Task prompt:
Only the lines from the one containing "coach's ear, and" through the end of the entries should be repeated, exactly as they appear, first and last included.

Stored rows:
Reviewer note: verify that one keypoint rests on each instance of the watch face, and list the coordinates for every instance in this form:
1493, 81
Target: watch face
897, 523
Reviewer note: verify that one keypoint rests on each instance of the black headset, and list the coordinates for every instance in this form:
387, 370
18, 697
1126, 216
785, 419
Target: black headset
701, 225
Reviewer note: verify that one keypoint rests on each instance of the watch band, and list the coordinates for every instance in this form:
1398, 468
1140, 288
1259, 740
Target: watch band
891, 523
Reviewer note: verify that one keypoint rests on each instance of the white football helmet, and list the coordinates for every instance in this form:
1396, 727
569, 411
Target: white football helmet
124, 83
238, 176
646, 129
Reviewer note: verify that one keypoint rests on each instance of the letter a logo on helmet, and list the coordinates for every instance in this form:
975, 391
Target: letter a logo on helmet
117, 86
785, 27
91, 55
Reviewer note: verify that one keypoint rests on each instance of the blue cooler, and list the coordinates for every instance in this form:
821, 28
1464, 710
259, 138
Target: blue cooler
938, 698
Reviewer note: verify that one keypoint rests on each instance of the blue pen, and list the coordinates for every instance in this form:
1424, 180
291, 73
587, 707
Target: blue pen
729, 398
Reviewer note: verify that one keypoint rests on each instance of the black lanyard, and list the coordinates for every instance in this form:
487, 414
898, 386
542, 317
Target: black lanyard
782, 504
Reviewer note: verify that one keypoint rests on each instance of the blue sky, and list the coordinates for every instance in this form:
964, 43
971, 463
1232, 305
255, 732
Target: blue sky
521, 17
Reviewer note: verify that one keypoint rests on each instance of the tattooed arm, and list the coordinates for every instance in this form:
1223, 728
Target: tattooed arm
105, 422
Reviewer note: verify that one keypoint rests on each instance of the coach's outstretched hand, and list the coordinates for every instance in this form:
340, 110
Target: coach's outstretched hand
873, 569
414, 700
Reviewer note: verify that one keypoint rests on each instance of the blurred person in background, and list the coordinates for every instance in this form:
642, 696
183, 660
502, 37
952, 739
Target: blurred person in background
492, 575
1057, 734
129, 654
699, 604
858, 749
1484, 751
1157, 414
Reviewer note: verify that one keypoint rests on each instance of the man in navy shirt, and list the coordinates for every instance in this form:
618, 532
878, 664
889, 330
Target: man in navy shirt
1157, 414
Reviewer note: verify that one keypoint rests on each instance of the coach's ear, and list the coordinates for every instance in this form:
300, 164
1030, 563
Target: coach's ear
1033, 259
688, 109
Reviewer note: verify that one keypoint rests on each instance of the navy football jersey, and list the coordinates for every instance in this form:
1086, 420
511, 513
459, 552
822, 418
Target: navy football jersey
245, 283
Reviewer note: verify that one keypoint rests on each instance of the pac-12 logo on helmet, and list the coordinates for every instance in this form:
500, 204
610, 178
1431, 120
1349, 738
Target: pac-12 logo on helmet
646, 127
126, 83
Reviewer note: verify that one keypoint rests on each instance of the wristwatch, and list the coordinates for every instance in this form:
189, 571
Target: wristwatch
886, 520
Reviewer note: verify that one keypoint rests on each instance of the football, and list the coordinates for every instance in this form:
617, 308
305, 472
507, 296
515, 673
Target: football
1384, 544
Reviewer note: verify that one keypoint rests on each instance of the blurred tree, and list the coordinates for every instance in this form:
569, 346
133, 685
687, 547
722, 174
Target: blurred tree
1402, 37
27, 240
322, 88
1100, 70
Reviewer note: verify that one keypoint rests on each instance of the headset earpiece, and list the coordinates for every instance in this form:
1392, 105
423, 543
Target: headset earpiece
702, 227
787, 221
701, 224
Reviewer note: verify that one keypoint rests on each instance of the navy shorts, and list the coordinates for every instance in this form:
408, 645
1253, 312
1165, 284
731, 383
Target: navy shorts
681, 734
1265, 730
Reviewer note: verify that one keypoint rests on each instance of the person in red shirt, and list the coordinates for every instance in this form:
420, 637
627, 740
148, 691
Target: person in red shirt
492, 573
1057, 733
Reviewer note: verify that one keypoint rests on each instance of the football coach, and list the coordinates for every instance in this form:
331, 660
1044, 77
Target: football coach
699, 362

Task solution:
Reviewer note: verify that one keypoint rests on each instance of the coach's ear, and list the coordinates for every instance in this form:
300, 164
1030, 563
Target: coach's ear
1033, 259
688, 109
Reviewer note: verify that one keypoint rests on each instance of the navy football jersey, and list the coordinates for every instance in this form:
1086, 420
511, 513
459, 552
822, 418
Target: navy football jersey
245, 283
Reviewer note: verify that one keypoint rests on each instance of the pac-12 logo on helmet, and list the coordinates for every instance in this form:
500, 204
610, 178
1431, 120
1349, 738
Target: pac-12 logo on helmet
646, 127
126, 83
Reviewer note: verify that one keypoint rests on each instance of the wristwatch, and list the coordinates for every instance in this form:
189, 571
Target: wristwatch
886, 520
Reviewer note: verify that one keypoint rests on each instance of the football, and list the coordinates for every instance in this form:
617, 308
305, 472
507, 296
515, 673
Target: football
1384, 544
Reviewer note: verify that one keypoint rests on each instance of the blurred tree, and list the coordinates for every instance in this form:
569, 346
133, 685
687, 547
722, 174
Target: blurred tree
1402, 37
27, 240
322, 88
1100, 70
Reviewer note: verify that one keypoint rests on each instance of the headset earpiece, and list the coordinates for every instance in this form:
1392, 105
423, 543
Target: headset earpiece
702, 227
787, 221
701, 224
Reviewer note: verify that one keypoint rests on each instance of the navy shorts, and list the coordinates for every instance in this form:
408, 645
1253, 312
1165, 284
731, 383
Target: navy shorts
681, 734
1265, 730
Reviewer note: verify that one keypoint rests on each instance of the person in red shirt, and list the coordinates for every instance in this form:
420, 637
627, 740
148, 691
Target: person in red shirt
492, 573
1057, 733
Reviewer note: verify that one keypoint rests on each instance of the football coach, and list the coordinates for every instance in this form:
331, 660
1044, 77
Target: football coach
699, 362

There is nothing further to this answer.